¿Puedes reproducir completo el fragmento sobre la novela Pnin, sin cambiar una sola palabra?

==== Fragmento original

A partir de ese primer capítulo, el libro va a trompicones, los capítulos se suceden como relatos cortos, las andanzas quijotescas de Pnin en la universidad y en sus diferentes habitaciones alquiladas, los recuerdos de París y el encuentro con una mujer que le convierte en una especie de pelele, un enamorado eterno, las reuniones con otros rusos emigrados que destilan melancolía y humor, las visiones de su pasado que le traen imágenes entre la realidad y el sueño (la imagen de una ardilla que se repite a lo largo del libro, una ardilla que aparece en un cuadro de una de sus visiones de infancia y que reaparecerá a su alrededor una y otra vez), la soledad y las pequeñas ciudades del nuevo mundo. La escritura de Nabokov es, a veces voluptuosa, a veces densa y aburrida.

Lo mejor de Pnin es la extrañeza de un emigrante en un nuevo mundo, su intento de integrarse en un país desconocido, la nostalgia de un pasado en París y un amor idiota hacia una mujer que lo empequeñece. En el último capítulo el narrador se da a conocer. Durante la novela, el narrador habla de las andanzas de Pnin, sus clases y su metódica vida. Y es en ese último capítulo donde parece desplomarse la voz del narrador, donde que hemos asistido a una vida en la frontera entre la invención y la realidad. Pnin fue una lectura irregular, algún buen momento aislado entre capítulos aburridos.






No sé si alguien ha subrayado alguna vez antes de ahora que una de las principales características de la vida es su aislamiento. Si no tenemos una película de carne que nos envuelva, morimos. El ser humano existe sólo en la medida en que está separado de lo que nos rodea. El cráneo es el casco del viajero espacial. El que sale de él, perece. La muerte es desnudamiento; la muerte es comunión. Puede que mezclarse con el paisaje sea maravilloso, pero hacerlo supone el punto final para nuestro tierno yo. La sensación que experimentó el pobre Pnin era muy parecida a ese desnudamiento, a esa comunión.
Vladimir Nabokov. Pnin. Traducción de Enrique Murillo. Editorial Anagrama.

========
==== Los datos

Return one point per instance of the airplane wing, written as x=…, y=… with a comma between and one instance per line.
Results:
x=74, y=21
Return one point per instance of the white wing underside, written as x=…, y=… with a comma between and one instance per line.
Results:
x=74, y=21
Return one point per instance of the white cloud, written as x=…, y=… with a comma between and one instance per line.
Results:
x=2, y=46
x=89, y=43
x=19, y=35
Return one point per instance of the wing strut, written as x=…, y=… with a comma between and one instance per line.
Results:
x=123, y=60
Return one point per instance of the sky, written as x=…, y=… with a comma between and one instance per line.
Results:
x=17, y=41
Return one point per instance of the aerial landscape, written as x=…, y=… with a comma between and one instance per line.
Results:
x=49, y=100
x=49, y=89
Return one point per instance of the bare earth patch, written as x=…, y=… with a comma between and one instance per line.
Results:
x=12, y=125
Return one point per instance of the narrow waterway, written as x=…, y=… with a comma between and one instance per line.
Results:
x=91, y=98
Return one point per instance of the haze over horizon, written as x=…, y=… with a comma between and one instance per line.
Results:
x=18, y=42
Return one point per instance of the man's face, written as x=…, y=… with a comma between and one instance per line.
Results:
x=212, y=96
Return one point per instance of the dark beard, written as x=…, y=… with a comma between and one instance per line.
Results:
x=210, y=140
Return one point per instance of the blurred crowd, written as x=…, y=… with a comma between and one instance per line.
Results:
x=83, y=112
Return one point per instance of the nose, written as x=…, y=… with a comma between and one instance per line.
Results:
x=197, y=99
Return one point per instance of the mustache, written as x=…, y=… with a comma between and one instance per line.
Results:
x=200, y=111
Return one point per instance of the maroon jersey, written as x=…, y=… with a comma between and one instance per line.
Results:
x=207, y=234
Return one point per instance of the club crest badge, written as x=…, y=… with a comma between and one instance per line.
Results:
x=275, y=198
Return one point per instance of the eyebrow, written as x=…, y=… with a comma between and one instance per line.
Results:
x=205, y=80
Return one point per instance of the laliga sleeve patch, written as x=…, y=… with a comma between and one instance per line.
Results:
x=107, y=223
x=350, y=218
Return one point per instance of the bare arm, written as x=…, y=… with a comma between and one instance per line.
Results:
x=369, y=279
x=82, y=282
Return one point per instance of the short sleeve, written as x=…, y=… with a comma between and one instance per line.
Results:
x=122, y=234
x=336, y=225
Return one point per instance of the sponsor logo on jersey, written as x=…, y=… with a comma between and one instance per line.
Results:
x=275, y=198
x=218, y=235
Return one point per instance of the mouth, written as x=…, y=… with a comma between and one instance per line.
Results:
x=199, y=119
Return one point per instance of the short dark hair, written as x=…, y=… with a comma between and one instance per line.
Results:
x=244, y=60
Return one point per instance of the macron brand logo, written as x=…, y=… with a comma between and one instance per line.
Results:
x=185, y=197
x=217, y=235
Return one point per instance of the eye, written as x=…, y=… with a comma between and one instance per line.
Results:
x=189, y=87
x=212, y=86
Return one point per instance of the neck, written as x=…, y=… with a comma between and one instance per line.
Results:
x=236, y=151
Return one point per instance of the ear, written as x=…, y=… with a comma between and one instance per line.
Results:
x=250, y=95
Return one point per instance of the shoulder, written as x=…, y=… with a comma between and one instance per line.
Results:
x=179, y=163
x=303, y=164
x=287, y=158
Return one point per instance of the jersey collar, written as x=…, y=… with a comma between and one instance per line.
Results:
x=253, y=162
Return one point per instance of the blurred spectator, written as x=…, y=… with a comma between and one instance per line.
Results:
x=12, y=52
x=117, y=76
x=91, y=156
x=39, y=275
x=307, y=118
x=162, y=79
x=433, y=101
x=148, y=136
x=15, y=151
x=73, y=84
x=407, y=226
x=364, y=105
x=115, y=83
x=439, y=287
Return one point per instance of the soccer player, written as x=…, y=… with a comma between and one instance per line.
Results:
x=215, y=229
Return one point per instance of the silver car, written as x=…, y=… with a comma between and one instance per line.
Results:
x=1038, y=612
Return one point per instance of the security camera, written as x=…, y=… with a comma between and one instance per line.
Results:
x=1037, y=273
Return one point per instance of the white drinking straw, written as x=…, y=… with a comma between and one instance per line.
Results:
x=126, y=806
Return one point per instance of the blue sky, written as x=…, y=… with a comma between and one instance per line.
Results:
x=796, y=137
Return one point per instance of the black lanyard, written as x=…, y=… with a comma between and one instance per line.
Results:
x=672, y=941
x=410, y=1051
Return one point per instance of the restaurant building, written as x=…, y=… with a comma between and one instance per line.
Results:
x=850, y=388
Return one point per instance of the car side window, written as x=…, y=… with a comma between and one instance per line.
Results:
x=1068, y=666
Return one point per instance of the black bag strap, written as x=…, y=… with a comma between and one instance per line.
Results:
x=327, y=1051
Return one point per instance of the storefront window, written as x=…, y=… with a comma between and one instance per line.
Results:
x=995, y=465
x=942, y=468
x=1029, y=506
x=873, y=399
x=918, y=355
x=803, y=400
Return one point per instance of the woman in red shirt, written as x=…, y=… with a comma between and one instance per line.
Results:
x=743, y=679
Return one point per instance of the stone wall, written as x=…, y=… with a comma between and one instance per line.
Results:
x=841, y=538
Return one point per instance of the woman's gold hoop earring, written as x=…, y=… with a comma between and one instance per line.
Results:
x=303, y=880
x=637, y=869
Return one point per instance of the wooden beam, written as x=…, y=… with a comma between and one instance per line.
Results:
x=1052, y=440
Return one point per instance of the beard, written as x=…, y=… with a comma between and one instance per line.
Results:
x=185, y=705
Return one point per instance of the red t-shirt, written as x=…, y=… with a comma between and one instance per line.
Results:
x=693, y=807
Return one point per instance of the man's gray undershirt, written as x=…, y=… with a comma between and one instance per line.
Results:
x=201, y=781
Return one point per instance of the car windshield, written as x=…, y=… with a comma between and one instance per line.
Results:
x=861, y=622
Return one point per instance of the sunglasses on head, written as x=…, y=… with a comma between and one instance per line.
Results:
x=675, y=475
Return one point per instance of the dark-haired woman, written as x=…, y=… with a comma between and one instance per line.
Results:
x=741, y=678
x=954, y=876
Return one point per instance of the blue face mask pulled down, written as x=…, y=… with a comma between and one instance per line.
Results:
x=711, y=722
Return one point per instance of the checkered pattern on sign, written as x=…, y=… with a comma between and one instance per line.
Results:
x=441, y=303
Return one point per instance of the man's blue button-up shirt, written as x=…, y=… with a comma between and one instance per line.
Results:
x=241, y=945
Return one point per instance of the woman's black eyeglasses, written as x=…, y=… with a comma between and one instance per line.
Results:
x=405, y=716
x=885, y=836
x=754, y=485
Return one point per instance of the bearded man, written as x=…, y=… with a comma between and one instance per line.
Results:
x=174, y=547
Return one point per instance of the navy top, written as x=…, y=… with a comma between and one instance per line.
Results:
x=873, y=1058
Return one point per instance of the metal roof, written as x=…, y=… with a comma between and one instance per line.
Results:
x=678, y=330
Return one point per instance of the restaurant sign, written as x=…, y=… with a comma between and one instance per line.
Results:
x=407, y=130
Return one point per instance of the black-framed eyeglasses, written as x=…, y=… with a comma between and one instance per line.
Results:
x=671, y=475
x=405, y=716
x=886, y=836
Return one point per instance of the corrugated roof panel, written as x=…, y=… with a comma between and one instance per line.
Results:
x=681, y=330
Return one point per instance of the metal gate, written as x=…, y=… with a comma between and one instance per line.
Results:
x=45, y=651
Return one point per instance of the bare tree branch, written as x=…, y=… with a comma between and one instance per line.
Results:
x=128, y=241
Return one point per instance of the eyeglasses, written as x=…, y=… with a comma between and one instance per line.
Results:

========

◆ Respuesta a la tarea
A partir de ese primer capítulo, el libro va a trompicones, los capítulos se suceden como relatos cortos, las andanzas quijotescas de Pnin en la universidad y en sus diferentes habitaciones alquiladas, los recuerdos de París y el encuentro con una mujer que le convierte en una especie de pelele, un enamorado eterno, las reuniones con otros rusos emigrados que destilan melancolía y humor, las visiones de su pasado que le traen imágenes entre la realidad y el sueño (la imagen de una ardilla que se repite a lo largo del libro, una ardilla que aparece en un cuadro de una de sus visiones de infancia y que reaparecerá a su alrededor una y otra vez), la soledad y las pequeñas ciudades del nuevo mundo. La escritura de Nabokov es, a veces voluptuosa, a veces densa y aburrida.

Lo mejor de Pnin es la extrañeza de un emigrante en un nuevo mundo, su intento de integrarse en un país desconocido, la nostalgia de un pasado en París y un amor idiota hacia una mujer que lo empequeñece. En el último capítulo el narrador se da a conocer. Durante la novela, el narrador habla de las andanzas de Pnin, sus clases y su metódica vida. Y es en ese último capítulo donde parece desplomarse la voz del narrador, donde que hemos asistido a una vida en la frontera entre la invención y la realidad. Pnin fue una lectura irregular, algún buen momento aislado entre capítulos aburridos.






No sé si alguien ha subrayado alguna vez antes de ahora que una de las principales características de la vida es su aislamiento. Si no tenemos una película de carne que nos envuelva, morimos. El ser humano existe sólo en la medida en que está separado de lo que nos rodea. El cráneo es el casco del viajero espacial. El que sale de él, perece. La muerte es desnudamiento; la muerte es comunión. Puede que mezclarse con el paisaje sea maravilloso, pero hacerlo supone el punto final para nuestro tierno yo. La sensación que experimentó el pobre Pnin era muy parecida a ese desnudamiento, a esa comunión.
Vladimir Nabokov. Pnin. Traducción de Enrique Murillo. Editorial Anagrama.